(Items stored from a collection)
Segment Open

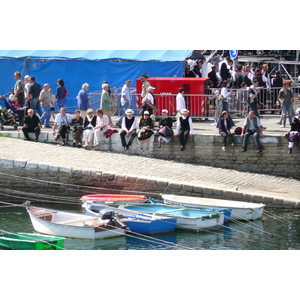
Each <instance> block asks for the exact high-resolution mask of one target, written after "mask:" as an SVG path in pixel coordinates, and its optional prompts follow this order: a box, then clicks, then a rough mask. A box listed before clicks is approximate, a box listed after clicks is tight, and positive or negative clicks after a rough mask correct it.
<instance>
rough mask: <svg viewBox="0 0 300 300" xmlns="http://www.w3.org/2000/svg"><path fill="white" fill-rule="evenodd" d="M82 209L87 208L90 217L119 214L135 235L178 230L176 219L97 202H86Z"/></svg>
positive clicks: (129, 228)
mask: <svg viewBox="0 0 300 300" xmlns="http://www.w3.org/2000/svg"><path fill="white" fill-rule="evenodd" d="M82 207H84V208H85V211H86V213H87V214H88V215H92V216H98V215H99V213H101V212H103V211H113V212H114V213H116V214H118V218H119V219H120V220H121V221H122V220H124V218H126V222H128V223H127V227H128V228H129V229H130V231H131V232H133V233H139V234H160V233H167V232H172V231H174V230H175V228H176V217H160V216H152V215H149V214H145V213H136V212H133V211H131V210H127V209H120V208H116V207H111V206H107V205H104V204H101V203H95V202H85V203H84V204H83V205H82ZM120 215H121V216H123V218H122V217H121V216H120Z"/></svg>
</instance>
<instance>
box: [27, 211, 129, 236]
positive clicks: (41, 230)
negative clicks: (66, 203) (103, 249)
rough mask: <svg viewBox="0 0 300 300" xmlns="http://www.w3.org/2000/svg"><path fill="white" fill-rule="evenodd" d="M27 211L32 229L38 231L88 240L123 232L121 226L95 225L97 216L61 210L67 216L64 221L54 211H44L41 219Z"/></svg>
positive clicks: (31, 212)
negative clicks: (66, 219)
mask: <svg viewBox="0 0 300 300" xmlns="http://www.w3.org/2000/svg"><path fill="white" fill-rule="evenodd" d="M27 211H28V213H29V216H30V220H31V223H32V226H33V228H34V230H35V231H37V232H40V233H45V234H50V235H55V236H62V237H67V238H78V239H88V240H96V239H104V238H112V237H117V236H120V235H124V233H125V230H124V229H123V228H114V227H111V226H109V225H106V226H103V225H102V224H101V225H100V224H99V226H97V222H98V219H99V218H94V217H89V216H84V215H80V214H76V213H65V212H63V216H64V215H66V216H67V217H68V220H67V222H64V220H63V217H62V218H61V219H60V221H59V215H58V216H57V215H55V214H54V213H53V215H51V213H48V214H47V213H46V214H45V218H44V219H43V218H41V217H40V216H39V217H38V216H36V215H34V214H33V213H32V212H31V210H30V209H29V208H27ZM56 212H58V211H56ZM48 217H49V219H50V218H51V220H53V219H54V218H55V217H57V220H56V221H53V222H51V221H49V219H48V220H47V218H48ZM64 223H65V224H64Z"/></svg>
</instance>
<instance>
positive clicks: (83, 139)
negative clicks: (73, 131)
mask: <svg viewBox="0 0 300 300" xmlns="http://www.w3.org/2000/svg"><path fill="white" fill-rule="evenodd" d="M96 121H97V116H96V115H94V114H93V110H92V109H91V108H89V109H88V110H87V111H86V116H85V118H84V124H83V132H82V140H83V142H84V144H83V145H82V147H83V148H88V147H89V145H90V144H91V142H92V139H93V136H94V128H95V127H96Z"/></svg>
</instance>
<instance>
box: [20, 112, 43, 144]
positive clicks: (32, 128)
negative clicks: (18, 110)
mask: <svg viewBox="0 0 300 300" xmlns="http://www.w3.org/2000/svg"><path fill="white" fill-rule="evenodd" d="M41 128H42V126H41V123H40V119H39V117H38V116H37V115H36V114H35V113H34V110H33V109H31V108H30V109H28V115H27V116H26V117H25V119H24V126H23V128H22V131H23V134H24V136H25V141H30V138H29V134H28V133H29V132H34V133H35V141H36V142H37V141H38V138H39V135H40V132H41Z"/></svg>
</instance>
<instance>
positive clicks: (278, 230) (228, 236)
mask: <svg viewBox="0 0 300 300" xmlns="http://www.w3.org/2000/svg"><path fill="white" fill-rule="evenodd" d="M34 205H35V206H41V207H48V208H56V209H60V210H71V211H76V212H79V211H82V209H81V207H80V206H74V205H57V204H44V203H34ZM267 212H271V213H273V214H275V215H276V217H280V218H283V219H284V220H285V221H284V222H280V221H278V220H276V219H274V218H273V217H269V216H267V215H265V216H264V217H263V219H262V220H257V221H254V222H248V223H243V224H234V223H229V224H228V225H227V226H224V227H223V228H222V229H219V230H214V231H208V232H198V233H196V232H190V231H183V230H176V231H175V232H174V233H170V234H163V235H156V236H154V237H147V236H145V237H143V238H137V237H134V236H125V237H119V238H112V239H104V240H96V241H90V240H81V239H67V240H66V241H65V249H68V250H133V249H135V250H159V249H161V250H170V249H182V248H184V247H189V248H193V249H197V250H297V249H300V218H299V215H300V211H299V210H274V209H273V210H267ZM0 229H2V230H6V231H10V232H34V229H33V227H32V224H31V221H30V218H29V216H28V214H27V212H26V210H25V208H22V207H1V206H0ZM165 242H169V243H171V244H165ZM180 245H181V246H184V247H181V246H180Z"/></svg>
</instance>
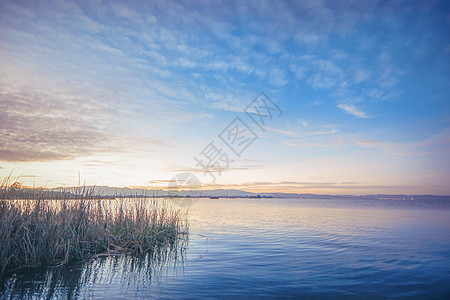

Segment Closed

__Required work__:
Locate each line in the records above that contains the word "clicks", and copy those lines out in full.

__Response__:
Each <instance> block asks for the exact high-resolution mask of one target, written after "mask:" as an SVG path in pixel coordinates, and its optional prompts follow this order: a box, then clicks, then a rough mask. A box listed before clicks is approximate, a box listed after clicks is tight, and positive or negative clicks after a rough mask correct it.
positive clicks: (129, 228)
positive clicks: (41, 230)
negative clicks: (66, 203) (103, 249)
positive clicks: (31, 212)
negative clicks: (66, 219)
positive clicks: (83, 139)
negative clicks: (73, 131)
positive clicks: (32, 128)
negative clicks: (18, 110)
positive clicks: (278, 230) (228, 236)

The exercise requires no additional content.